**Work instructions**
Please locate every line in the items below that contains the word "white" and copy each of those lines out.

**Records shown**
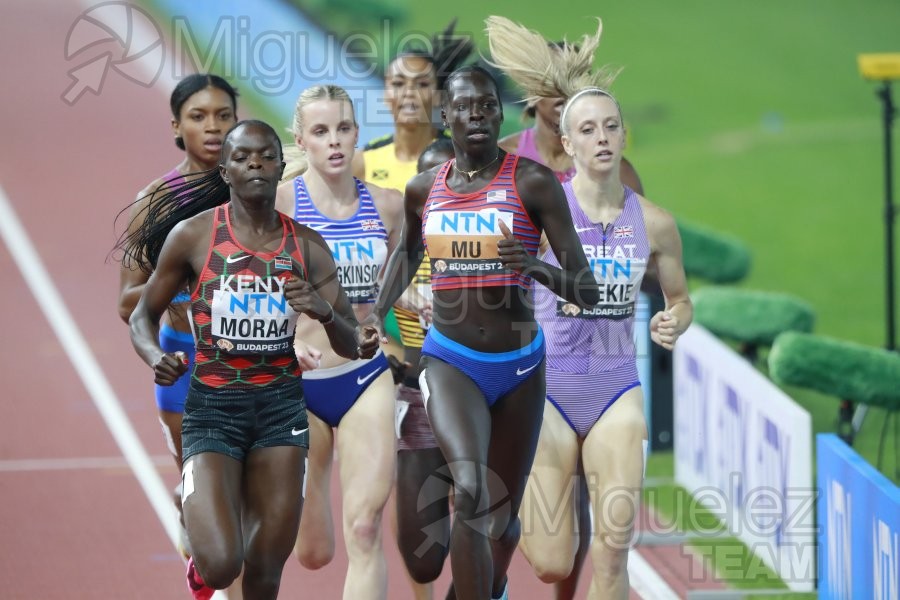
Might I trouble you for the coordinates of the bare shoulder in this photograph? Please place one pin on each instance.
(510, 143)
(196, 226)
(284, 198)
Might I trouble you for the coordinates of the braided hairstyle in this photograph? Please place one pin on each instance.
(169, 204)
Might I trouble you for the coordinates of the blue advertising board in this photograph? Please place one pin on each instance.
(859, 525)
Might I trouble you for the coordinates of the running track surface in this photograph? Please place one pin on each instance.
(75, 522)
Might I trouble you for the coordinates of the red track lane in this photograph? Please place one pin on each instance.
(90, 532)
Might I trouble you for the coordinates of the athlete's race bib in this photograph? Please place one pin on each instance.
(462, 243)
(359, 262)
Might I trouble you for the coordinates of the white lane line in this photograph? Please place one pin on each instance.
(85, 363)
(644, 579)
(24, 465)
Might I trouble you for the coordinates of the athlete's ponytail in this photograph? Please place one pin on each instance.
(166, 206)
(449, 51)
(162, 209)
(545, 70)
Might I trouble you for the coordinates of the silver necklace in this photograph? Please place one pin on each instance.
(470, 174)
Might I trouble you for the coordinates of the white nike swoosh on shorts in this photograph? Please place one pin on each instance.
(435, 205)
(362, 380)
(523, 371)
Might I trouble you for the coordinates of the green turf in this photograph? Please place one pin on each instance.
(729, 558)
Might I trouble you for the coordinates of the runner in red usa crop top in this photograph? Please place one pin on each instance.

==

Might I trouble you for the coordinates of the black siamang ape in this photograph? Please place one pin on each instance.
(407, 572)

**The answer**
Might I trouble you for the coordinates of the white lane line in this photograph? Please place one pin on each instance.
Might I trouble you for the coordinates of the white nike swoosh on shorts in this photograph? Please place one pin on each instance.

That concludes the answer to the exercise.